— START OF Excerpted text —

An unsatisfactorily ex­plained Jersey bank account, with some kind of link to a London prostitution racket, is arrestingly novel in the annals of Nationalist Party leadership campaigns. But the attention it’s getting – fully justified in itself – is obscuring those other aspects of Adrian Delia’s campaign that help explain the circumstances of his success.

His own campaign and much commentary has focused on what’s new about Delia. The discussion has been about his personal qualities and shortcomings, whether he has “charisma” and whether he “fits” the mould of PN leaders.

The result: the important continuities between the Delia campaign and the emergent trends of the last few years are being missed.

First, while it’s easy to find contrasts between Delia and his predecessors, there is one common thread. From the first proper, modern leadership contest in 1977, every winner – Eddie Fenech Adami, Lawrence Gonzi and Simon Busuttil – wore the mantle of relative outsider to the party.

You might say Fenech Adami was a double outsider. He was a generation younger than Ċensu Tabone, the PN deputy leader, and with no ministerial experience. He was less well known, nationally, than his peers, Guido de Marco and Ugo Mifsud Bonnici. He was the choice, initially, of an even younger generation, the PN youth movement. His victory surprised many.

It’s true that Gonzi had been deputy prime minister for five years, and secretary-general for two, when he succeeded Fenech Adami in 2004. But those roles followed naturally in the wake of the PN’s 1996 electoral defeat – the real key moment in Gonzi’s political career.

He was elected to Parliament for the first time then. And his name quickly gathered momentum (again, thanks to the efforts of a younger generation of politicians), displacing the better known names of Louis Galea and Austin Gatt, who, right up to a few weeks before, were touted as the main contenders in any leadership contest to succeed Fenech Adami.

Busuttil had been in public life (though not in party politics) since the late 1990s and an outstandingly popular MEP since 2004. But it was as a kind of outsider that he made a bid for the deputy leadership role in 2012. His rival, Tonio Fenech, had the backing of almost all his cabinet colleagues. Busuttil, it’s true, was favoured by the leader, but Gonzi was following what the polls were telling him.

Second, in the 2013 leadership campaign, the importance of outsider status increased.

It seems forgotten that one of the contenders then was a complete political outsider, Ray Bugeja. Perhaps it’s because his campaign never took off. But that was also the contest where two other outsiders figured.

There was some momentum – a public demand – for Ann Fenech to run. She had no previous direct political experience but the popular demand was such that, after she ruled herself out, it was deemed fitting that she should become president of the party’s executive committee.

The other outsider was Delia, who was (by many accounts, even if missed by the press) actively exploring a leadership bid as long as Mario De Marco was the main contender. Once Busuttil entered the fray, Delia switched to endorsing De Marco.

At the time, Busuttil still had enough of an outsider status to cancel the main appeal Delia would have had to build on – using his lack of experience, as he’s done now with chutzpah, as a qualification for office.

But, for people astounded at the Delia bandwagon in 2017, and seeking to explain it solely in terms of his personal attributes, it’s important to remember that the mood for an outsider has been a long time in formation.

— END OF Excerpted text —
— START OF Stored data —

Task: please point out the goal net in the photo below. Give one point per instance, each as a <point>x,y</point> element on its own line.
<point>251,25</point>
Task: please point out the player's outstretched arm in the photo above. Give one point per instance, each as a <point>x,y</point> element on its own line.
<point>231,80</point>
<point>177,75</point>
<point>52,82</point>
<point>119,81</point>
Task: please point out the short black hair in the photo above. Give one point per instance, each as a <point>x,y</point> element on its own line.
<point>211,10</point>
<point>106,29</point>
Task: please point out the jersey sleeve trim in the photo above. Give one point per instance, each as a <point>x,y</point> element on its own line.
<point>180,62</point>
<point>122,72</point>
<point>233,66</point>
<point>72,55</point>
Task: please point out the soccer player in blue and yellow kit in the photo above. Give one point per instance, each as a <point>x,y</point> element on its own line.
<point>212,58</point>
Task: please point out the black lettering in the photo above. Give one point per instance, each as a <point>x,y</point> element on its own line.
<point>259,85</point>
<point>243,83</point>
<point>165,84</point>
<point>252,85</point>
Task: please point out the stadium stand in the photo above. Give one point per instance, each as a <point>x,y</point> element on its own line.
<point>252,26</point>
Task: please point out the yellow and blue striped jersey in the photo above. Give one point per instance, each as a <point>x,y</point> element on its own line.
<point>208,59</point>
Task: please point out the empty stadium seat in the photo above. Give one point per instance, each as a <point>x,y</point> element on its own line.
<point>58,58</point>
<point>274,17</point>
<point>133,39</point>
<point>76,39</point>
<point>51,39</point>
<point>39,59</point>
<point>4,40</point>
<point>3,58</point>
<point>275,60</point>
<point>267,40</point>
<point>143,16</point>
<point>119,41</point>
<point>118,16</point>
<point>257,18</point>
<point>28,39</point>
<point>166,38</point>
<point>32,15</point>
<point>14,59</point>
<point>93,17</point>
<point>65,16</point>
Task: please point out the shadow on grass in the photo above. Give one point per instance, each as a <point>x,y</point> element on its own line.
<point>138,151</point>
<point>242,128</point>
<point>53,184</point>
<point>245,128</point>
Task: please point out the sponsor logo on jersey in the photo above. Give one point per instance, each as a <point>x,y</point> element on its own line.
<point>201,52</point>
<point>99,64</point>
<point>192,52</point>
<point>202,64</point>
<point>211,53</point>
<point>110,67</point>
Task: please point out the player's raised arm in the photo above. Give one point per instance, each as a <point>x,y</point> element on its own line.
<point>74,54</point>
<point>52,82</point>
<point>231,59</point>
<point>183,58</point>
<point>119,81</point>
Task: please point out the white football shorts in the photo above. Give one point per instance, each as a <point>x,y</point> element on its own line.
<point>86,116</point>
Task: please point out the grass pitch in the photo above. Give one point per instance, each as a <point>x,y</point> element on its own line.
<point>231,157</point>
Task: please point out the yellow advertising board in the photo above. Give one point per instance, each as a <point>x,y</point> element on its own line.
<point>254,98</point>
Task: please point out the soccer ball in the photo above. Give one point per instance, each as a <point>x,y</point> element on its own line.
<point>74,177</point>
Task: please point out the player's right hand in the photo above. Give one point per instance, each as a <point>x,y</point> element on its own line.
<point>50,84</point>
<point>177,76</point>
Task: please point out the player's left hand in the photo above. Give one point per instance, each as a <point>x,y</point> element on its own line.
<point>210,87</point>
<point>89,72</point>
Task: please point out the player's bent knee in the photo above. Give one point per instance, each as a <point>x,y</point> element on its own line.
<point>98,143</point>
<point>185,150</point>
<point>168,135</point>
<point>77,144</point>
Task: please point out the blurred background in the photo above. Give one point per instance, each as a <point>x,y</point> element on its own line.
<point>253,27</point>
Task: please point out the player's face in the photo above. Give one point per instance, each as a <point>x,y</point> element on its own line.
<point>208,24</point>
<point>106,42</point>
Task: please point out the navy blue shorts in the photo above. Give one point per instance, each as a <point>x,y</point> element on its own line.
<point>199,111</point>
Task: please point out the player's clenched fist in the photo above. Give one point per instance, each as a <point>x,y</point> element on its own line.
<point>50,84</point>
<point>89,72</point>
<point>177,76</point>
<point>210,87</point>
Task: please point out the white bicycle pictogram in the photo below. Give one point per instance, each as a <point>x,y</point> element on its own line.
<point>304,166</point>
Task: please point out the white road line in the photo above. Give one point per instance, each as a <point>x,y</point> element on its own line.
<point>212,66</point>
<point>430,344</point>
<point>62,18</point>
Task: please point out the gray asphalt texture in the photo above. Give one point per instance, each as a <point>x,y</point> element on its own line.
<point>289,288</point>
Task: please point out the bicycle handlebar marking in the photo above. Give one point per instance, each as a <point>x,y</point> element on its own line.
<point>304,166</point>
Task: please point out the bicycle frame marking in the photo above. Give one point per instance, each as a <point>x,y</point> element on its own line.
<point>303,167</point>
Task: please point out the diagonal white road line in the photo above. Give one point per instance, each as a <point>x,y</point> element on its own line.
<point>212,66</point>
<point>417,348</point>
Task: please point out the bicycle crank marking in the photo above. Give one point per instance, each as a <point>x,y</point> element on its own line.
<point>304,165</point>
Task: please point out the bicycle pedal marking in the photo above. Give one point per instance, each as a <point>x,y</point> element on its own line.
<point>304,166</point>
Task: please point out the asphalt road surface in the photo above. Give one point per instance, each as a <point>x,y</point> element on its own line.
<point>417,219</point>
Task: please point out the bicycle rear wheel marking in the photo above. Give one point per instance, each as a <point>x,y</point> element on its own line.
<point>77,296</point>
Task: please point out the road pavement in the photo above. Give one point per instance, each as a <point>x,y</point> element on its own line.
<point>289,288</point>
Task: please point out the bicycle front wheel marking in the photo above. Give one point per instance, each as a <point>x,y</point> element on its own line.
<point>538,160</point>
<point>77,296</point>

— END OF Stored data —

Tasks to perform
[1] Decide whether each statement below agrees with the article on Adrian Delia's leadership campaign: (a) Fenech Adami had ministerial experience before winning the leadership; (b) Tonio Fenech had the backing of almost all his cabinet colleagues in 2012; (c) Ann Fenech became president of the party's executive committee after she ruled herself out. Answer yes or no for each, quoting the words of the article that decide it.
[2] Write the next part of the article on Adrian Delia's leadership campaign, picking up after its final sentence.

Written answers
[1]
(a) No: "and with no ministerial experience."
(b) Yes: "His rival, Tonio Fenech, had the backing of almost all his cabinet colleagues."
(c) Yes: "after she ruled herself out, it was deemed fitting that she should become president of the party’s executive committee."

[2]
Delia’s success owes a lot to our current structures of power, persuasion and feeling

It’s a development (in the wrong direction, if you like) of a longstanding preference for a certain kind of political outsider in the party. And it’s the fulfilment of a zeitgeist already present in 2013, predating Donald Trump.

For, while there is a Trumpian dimension to Delia’s appeal, many people who are aghast at his success in 2017 were, just four years ago, enthusiastic supporters of another outsider, Ann Fenech, despite her completely different political, professional and cultural profile.

Finally, there is the fulfilment of another trend long displaying itself in Maltese politics: the importance of the media in the shaping of a political career.

Its salience has been noted for MEP elections. Their strong presence in their respective party’s media greatly helped David Casa, Glenn Bedingfield, Miriam Dalli and, of course, Joseph Muscat, acquire their MEP seat.

It’s also been noted for the character and composition of Muscat’s government.

The trend is this: the media arm of the party, set up to serve the party’s aims, ends up producing those who lead the party and set the aims.

Now, with Delia, we see that trend reaching the PN.

Many have scoffed at Delia’s claims to have been active in the party when he (aged 16) was really needed. But the real formative experience was another: a stint serving (while a law student) in the PN’s new radio station.

To go by his key campaigners, many of his key political friendships begin there. David Agius, Jean Pierre Debono, Pierre Portelli  and Clyde Puli have also worked in the PN media organisation – most at the same time as Delia.

Identifying these continuities and wider cultural trends help us appreciate more the effect of the real discontinuities.

In previous leadership elections, the clamouring for an outsider was satisfied by electing a politician from a new generation. This time, the younger generation was not represented. It made it easier for a relative majority of councillors to plump for someone new to the party.

Next, there is the redrawing of the leadership rules in 2013. It paid attention to the zeitgeist for change by opening up the vote to ‘outsiders’, simple members, not activists. But the cultural significance of Bugeja’s candidacy – and the call for Fenech to run – was ignored.

So the rules were changed in a way that maximised the bandwagon effect, at a time when bandwagons were already noticeable, without introducing the necessary vetting mechanisms.

None of this means that just about any outsider could have stepped into the breach, in 2017, and become the favourite to become leader. (Just ask Frank Portelli.)

But it does mean that Delia’s success owes a lot to our current structures of power, persuasion and feeling. Not archaic structures but contemporary. Don’t be surprised. Idols are always fashioned in our own image.